**What the task requires:**
The required output is the line containing "Mark the industrial" through the final line of the material below, printed exactly, with no other lines.

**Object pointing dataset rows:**
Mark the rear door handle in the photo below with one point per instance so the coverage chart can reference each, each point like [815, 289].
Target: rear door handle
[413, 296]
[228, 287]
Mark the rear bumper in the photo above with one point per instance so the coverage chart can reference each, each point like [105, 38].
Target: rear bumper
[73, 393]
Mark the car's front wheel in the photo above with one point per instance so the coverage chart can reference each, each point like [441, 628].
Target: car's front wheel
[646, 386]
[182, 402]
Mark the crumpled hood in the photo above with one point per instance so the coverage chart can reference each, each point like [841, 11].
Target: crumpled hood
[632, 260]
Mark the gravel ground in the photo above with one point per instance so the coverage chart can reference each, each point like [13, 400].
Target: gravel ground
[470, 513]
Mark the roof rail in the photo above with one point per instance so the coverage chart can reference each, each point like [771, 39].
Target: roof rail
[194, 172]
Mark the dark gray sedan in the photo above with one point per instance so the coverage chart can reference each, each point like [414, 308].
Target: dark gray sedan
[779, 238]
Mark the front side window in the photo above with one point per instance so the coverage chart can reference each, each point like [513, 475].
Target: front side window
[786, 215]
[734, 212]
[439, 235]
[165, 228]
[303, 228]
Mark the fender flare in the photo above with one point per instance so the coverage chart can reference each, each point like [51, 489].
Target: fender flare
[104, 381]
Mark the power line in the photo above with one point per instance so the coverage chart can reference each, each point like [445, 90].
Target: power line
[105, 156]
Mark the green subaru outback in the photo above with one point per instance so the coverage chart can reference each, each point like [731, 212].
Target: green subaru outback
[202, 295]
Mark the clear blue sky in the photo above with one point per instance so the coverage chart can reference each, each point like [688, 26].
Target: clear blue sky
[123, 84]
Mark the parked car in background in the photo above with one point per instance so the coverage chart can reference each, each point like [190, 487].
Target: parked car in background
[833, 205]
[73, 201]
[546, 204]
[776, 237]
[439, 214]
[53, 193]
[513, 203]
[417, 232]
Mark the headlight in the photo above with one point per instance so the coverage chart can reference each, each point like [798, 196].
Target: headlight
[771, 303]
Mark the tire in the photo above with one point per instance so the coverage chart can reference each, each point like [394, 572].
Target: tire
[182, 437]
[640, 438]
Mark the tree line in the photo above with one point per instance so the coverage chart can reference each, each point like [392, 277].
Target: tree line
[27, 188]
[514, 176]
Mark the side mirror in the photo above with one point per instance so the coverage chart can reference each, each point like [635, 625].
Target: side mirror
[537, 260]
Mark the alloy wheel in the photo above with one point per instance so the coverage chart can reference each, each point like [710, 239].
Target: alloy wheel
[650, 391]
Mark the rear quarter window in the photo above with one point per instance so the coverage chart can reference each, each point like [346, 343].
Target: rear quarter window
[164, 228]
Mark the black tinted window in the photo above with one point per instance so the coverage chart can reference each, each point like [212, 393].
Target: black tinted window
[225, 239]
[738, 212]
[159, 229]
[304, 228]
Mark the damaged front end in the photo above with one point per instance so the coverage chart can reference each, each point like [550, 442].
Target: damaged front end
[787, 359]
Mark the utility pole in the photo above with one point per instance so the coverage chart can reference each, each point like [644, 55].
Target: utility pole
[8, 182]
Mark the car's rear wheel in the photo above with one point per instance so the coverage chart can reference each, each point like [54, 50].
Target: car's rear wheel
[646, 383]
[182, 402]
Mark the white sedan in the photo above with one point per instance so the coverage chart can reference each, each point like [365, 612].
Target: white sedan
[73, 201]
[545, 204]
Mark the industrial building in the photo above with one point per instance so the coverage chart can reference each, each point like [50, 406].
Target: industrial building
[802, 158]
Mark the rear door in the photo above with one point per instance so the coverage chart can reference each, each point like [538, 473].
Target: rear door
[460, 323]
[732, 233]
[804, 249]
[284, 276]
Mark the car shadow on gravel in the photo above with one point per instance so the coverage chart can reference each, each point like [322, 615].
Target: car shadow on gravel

**Answer to the task:**
Mark the industrial building in the photo above with one point per instance so the coverage chart can reference each, each point like [50, 406].
Target: industrial building
[802, 158]
Mark the rear door in the photo above with one point per instance so the coverage chart can reference each, each point like [538, 473].
Target: rear door
[460, 323]
[732, 233]
[804, 249]
[284, 276]
Mark the car shadow on gravel in the photo above with one point per instance so the coverage chart can reference each, each point like [322, 615].
Target: car shadow on gravel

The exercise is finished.